▶ _Extract_:
The small, low-rise Dutch city, whose historic core was obliterated during the second world war, is home to ASML, which produces the world’s most advanced silicon chipmaking machines. These make the semiconductors used in everything from smartphones to missiles.
Eindhoven’s tech sector has attracted EU commissioners, who routinely visit in an effort to understand how a place hit by industrial decline in the early 1990s transformed into a regional tiger economy, expanding by 8 per cent annually. Its companies and academics file almost 500 patents per 100,000 inhabitants annually, one of the highest rates in the world. And a quarter of Dutch private sector research and development, €3bn a year, is spent here.
A big chunk comes from ASML, Europe’s most valuable semiconductor company with a market capitalisation of €250bn. Signify, the former Philips lighting division, chipmaker NXP and truckmaker DAF are also innovators based in Eindhoven.
Jos Benschop, ASML’s senior vice-president for technology, said Eindhoven had been vital to the company’s growth because of its century-long experience of high-tech manufacturing. “We have so many collaborations here. We operate globally but proximity to people is so important,” he said in an interview at ASML’s growing campus on the edge of the city.

▶ _Objective 1_: Can you rewrite the Eindhoven passage starting at "The small, low-rise" and ending at "smartphones to missiles.", putting "Second World War" in place of "second world war"?
▶ _Objective 2_: How would the article on Eindhoven's tech sector go on after its last paragraph? Write the next part.

▶ _Data rows_:
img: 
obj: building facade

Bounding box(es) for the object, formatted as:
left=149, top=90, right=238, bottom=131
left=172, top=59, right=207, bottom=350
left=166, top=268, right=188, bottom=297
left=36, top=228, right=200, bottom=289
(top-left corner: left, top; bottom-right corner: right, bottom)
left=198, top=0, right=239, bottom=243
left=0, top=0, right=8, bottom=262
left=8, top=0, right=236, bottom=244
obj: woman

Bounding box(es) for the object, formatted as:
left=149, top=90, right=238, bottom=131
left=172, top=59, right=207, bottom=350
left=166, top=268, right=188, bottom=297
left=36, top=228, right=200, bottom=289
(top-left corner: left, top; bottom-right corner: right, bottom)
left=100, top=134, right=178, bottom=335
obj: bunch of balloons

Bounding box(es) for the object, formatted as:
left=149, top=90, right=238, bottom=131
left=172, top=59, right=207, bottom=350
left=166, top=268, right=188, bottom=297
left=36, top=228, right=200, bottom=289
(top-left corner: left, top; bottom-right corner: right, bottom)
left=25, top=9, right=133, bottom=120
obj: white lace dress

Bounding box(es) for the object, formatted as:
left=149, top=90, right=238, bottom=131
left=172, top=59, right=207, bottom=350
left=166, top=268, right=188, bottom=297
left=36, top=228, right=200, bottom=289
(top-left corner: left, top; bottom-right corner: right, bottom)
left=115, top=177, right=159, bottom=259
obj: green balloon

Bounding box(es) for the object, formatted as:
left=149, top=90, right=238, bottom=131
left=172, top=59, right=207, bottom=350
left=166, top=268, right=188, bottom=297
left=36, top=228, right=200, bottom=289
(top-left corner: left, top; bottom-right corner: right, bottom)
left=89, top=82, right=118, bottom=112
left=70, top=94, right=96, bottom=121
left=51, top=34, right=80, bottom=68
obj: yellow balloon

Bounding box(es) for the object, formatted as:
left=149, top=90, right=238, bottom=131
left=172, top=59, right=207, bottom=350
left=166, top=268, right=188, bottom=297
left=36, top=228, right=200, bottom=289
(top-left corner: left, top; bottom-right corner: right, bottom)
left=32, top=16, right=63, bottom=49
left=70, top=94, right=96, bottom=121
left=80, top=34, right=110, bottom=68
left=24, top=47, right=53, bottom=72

▶ _Written answer 1_:
The small, low-rise Dutch city, whose historic core was obliterated during the Second World War, is home to ASML, which produces the world’s most advanced silicon chipmaking machines. These make the semiconductors used in everything from smartphones to missiles.

▶ _Written answer 2_:
The company’s unique extreme ultraviolet (EUV) lithography machines could not have been built without VDL, a local family-owned company that focuses on solving complex engineering challenges, he said.
“It is very easy to invent. It is hard to turn it into something you can actually make.” The most advanced machines are worth about $170mn each and, since 2019, their export to China has been banned by the Dutch government.
The Hague has now agreed with the US to restrict some less advanced machines but has not yet disclosed details. The company still has a €40bn order backlog and is hiring about 250 people a month in the city and enlarging its factory to meet demand.
Eindhoven’s transformation story was akin to that of a disruptive start-up setting out with just a kitchen table, garden sheds and maverick inventors, said Paul van Nunen, director of Brainport Development, the regional development agency.
But it has two uniquely Dutch ingredients: the polder model of government, which brings politicians, companies and unions together to find joint solutions; and Philips, the electronics conglomerate that started making lightbulbs in Eindhoven in 1891.
Van Nunen’s office on a former Philips research campus overlooks the yard where ASML started as a joint venture with ASMI, another local chip-machine maker, in a hut in 1984.
By the early 1990s, big employers such as Philips and DAF were shutting factories in the face of cheap competition from Asia. Mayor Rein Welschen invited the head of the local employers’ association, the technical university and business leaders to his home and they came up with a plan to fight back.
When Philips shifted its headquarters to Amsterdam in 2001, public and private sectors worked together to repurpose the labs and retained the staff.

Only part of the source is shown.